-- PROBLEMS --
1/ According to the guide on querying OSS-HDFS data with Trino, which item should be clicked in the left-side navigation pane of the E-MapReduce console?
2/ Using the guide on querying OSS-HDFS data with Trino, state whether each claim agrees with it: (a) the Trino service must be selected for the cluster; (b) Root Storage Directory of Cluster may point to any bucket; (c) parameters other than the named ones keep their default values. Give yes or no for each, quoting the deciding words.
3/ Extend the guide on querying OSS-HDFS data with Trino on EMR by writing the next part of its procedure, picking up after its final sentence.

-- GIVEN PASSAGE --

This topic describes how to use Trino on an E-MapReduce (EMR) cluster to query data stored in OSS-HDFS.
Prerequisites
A cluster of EMR V3.42.0 or later, or EMR V5.8.0 or later is created, with the Trino service selected. For more information, see Create a cluster.
OSS-HDFS is enabled for a bucket and access permissions on OSS-HDFS are granted. For more information about how to enable OSS-HDFS, see Enable OSS-HDFS and grant access permissions.
Procedure
Log on to the E-MapReduce console. In the left-side navigation pane, click EMR on ECS and create an EMR cluster.
When you create the EMR cluster, make sure that you set Product Version to EMR-3.46.2 or later or EMR-5.12.2 or later and Root Storage Directory of Cluster to a bucket for which OSS-HDFS is enabled. Use the default values for other parameters. For more information, see Create a cluster.

-- DATA --
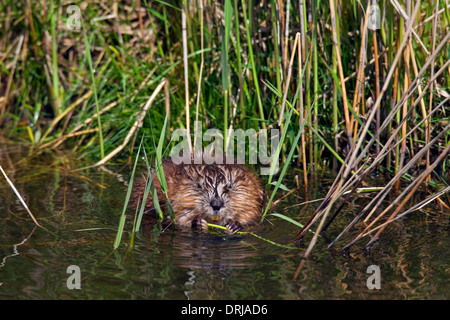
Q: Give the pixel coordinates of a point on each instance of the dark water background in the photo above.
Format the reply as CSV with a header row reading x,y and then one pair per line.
x,y
413,255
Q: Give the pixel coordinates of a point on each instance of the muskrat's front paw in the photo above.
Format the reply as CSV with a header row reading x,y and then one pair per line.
x,y
200,224
233,227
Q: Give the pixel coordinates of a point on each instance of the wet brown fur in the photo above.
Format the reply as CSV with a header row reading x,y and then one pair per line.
x,y
193,187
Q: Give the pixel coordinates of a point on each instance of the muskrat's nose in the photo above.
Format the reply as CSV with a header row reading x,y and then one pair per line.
x,y
216,204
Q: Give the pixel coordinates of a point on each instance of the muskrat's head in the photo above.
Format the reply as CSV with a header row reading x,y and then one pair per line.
x,y
217,193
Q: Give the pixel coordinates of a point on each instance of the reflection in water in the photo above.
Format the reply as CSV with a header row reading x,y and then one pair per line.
x,y
166,263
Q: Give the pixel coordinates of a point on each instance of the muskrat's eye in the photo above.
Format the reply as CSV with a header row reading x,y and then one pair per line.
x,y
226,189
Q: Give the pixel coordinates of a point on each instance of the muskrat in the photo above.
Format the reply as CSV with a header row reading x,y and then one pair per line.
x,y
229,195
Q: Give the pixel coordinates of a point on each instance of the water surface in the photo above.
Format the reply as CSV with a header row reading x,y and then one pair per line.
x,y
80,212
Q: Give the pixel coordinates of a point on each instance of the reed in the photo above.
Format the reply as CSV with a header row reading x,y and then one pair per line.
x,y
356,100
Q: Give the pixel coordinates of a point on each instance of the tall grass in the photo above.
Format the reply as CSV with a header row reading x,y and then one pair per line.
x,y
345,97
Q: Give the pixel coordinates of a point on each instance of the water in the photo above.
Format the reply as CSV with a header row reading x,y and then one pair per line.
x,y
80,212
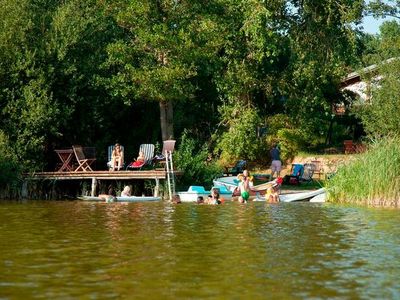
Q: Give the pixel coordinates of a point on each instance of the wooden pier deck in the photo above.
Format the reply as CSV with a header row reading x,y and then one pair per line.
x,y
95,176
121,175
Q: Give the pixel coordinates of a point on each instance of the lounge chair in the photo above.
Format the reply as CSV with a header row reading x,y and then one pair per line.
x,y
84,162
238,168
148,151
168,147
109,155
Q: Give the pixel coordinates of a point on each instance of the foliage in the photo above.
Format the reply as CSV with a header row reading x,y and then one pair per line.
x,y
82,72
372,178
282,130
10,168
380,117
192,158
240,141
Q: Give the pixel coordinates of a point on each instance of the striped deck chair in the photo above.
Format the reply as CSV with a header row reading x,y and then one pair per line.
x,y
148,151
109,154
168,147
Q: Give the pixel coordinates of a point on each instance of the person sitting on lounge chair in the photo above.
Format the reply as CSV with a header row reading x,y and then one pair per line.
x,y
140,160
117,158
126,192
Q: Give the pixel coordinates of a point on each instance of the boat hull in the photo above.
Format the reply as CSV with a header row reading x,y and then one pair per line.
x,y
194,192
120,199
311,196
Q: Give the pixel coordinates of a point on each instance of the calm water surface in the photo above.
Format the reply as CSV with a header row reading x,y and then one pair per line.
x,y
71,249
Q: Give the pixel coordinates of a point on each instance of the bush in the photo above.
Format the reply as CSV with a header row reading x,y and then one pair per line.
x,y
192,158
240,140
372,178
10,168
282,130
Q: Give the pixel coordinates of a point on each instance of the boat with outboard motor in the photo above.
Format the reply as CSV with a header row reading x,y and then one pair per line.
x,y
310,196
195,191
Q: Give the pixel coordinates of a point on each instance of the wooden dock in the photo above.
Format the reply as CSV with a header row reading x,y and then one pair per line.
x,y
94,176
121,175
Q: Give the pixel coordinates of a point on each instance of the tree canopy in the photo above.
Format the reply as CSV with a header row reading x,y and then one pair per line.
x,y
96,72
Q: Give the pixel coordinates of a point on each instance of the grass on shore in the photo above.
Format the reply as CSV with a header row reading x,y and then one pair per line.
x,y
372,178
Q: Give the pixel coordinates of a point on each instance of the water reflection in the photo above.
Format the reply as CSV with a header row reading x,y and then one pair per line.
x,y
159,250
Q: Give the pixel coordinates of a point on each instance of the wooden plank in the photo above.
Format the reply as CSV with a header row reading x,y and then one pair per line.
x,y
115,175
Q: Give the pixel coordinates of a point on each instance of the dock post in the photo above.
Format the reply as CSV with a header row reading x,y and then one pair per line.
x,y
24,190
157,188
94,185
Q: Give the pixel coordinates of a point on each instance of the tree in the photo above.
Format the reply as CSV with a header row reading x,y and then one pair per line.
x,y
156,60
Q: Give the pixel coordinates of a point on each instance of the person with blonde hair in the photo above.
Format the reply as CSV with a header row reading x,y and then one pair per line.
x,y
126,192
117,158
245,184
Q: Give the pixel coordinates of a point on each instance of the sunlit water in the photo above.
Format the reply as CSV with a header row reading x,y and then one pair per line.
x,y
72,249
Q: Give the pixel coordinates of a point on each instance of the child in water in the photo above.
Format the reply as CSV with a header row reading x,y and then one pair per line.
x,y
245,185
214,197
272,194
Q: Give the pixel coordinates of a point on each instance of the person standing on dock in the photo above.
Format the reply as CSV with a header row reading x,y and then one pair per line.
x,y
276,164
245,182
117,158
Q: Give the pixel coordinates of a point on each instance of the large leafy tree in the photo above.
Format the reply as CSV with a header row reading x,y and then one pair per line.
x,y
50,51
158,57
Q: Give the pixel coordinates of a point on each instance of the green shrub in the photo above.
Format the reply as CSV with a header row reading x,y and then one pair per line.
x,y
10,168
283,131
240,140
192,159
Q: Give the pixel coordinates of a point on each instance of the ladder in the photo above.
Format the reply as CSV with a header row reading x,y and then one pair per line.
x,y
170,174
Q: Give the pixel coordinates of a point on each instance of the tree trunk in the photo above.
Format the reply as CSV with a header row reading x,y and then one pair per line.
x,y
166,120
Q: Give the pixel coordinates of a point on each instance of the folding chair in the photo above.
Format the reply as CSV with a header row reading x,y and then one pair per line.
x,y
84,163
148,151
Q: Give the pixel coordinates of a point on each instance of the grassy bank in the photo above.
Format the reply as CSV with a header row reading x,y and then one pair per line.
x,y
371,178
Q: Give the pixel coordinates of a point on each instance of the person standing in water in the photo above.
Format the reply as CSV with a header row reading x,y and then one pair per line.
x,y
244,186
276,164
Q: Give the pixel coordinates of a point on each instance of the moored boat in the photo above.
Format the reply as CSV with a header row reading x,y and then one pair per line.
x,y
311,196
120,198
194,191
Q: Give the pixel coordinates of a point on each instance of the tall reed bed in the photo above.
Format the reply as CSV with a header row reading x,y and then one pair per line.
x,y
372,178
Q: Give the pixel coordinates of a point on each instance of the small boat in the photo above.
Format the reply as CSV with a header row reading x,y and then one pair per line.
x,y
311,196
231,183
120,198
196,191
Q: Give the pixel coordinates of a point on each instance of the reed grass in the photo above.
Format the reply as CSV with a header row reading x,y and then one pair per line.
x,y
371,179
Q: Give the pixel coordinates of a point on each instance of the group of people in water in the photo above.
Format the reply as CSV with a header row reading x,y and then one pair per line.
x,y
245,180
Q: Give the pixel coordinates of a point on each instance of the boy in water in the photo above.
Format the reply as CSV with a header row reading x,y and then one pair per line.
x,y
244,186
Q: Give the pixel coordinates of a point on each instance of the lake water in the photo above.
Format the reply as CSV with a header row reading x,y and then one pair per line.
x,y
72,249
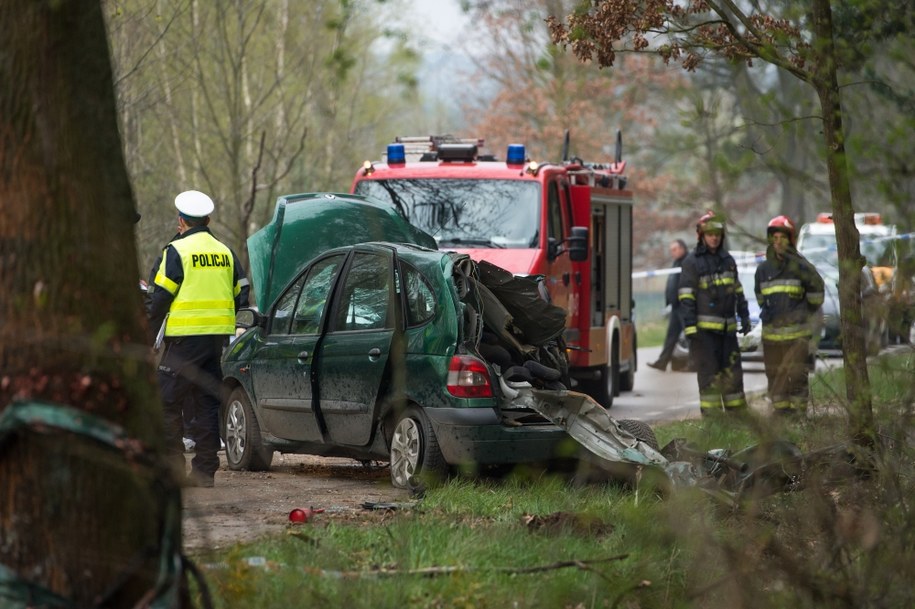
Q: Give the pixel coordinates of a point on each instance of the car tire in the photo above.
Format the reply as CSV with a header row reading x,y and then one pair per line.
x,y
416,458
641,431
245,449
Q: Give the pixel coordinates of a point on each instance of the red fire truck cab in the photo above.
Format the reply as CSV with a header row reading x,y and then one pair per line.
x,y
570,222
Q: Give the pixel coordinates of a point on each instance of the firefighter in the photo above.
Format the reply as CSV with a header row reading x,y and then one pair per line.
x,y
711,300
198,288
790,293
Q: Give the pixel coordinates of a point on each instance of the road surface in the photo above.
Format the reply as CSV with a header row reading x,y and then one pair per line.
x,y
672,396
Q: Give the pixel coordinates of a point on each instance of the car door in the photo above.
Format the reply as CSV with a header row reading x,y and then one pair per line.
x,y
354,352
282,370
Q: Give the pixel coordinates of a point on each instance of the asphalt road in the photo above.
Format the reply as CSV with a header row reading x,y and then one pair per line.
x,y
671,396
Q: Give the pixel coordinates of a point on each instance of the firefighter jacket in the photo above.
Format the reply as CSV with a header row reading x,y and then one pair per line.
x,y
789,291
199,285
711,297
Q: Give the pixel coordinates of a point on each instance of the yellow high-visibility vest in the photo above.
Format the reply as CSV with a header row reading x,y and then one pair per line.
x,y
204,301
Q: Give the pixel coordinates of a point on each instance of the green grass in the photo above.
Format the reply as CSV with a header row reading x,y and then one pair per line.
x,y
651,333
831,545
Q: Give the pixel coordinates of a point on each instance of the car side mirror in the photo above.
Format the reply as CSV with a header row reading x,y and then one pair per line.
x,y
248,317
578,244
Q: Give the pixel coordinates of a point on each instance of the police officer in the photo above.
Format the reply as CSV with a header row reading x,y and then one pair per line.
x,y
678,252
197,290
790,293
711,299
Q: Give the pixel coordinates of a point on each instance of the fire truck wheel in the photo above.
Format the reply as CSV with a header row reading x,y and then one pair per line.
x,y
608,386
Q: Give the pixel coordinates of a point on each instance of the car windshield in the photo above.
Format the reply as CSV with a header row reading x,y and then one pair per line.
x,y
821,249
465,213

-- EXERCISE RESULTS --
1/ EMR on ECS

2/
(a) Yes: "with the Trino service selected"
(b) No: "Root Storage Directory of Cluster to a bucket for which OSS-HDFS is enabled"
(c) Yes: "Use the default values for other parameters."

3/
Query data stored in OSS-HDFS.
Log on to the Trino server.
Use the following steps to obtain the address and port of the Trino server: Go to EMR on ECS page, click the name of the cluster, and click Services > Trino > Configure.
trino --server <Trino_server_address>:<Trino_server_port> --catalog
Create a schema for OSS.
create schema testDB with (location='oss://<Bucket>.<Endpoint>/<schema_dir>');
Use the schema.
use testDB;
Create a table.
create table tbl (key int, val int);
Insert data into the table.
insert into tbl values (1,666);
Query data in the table.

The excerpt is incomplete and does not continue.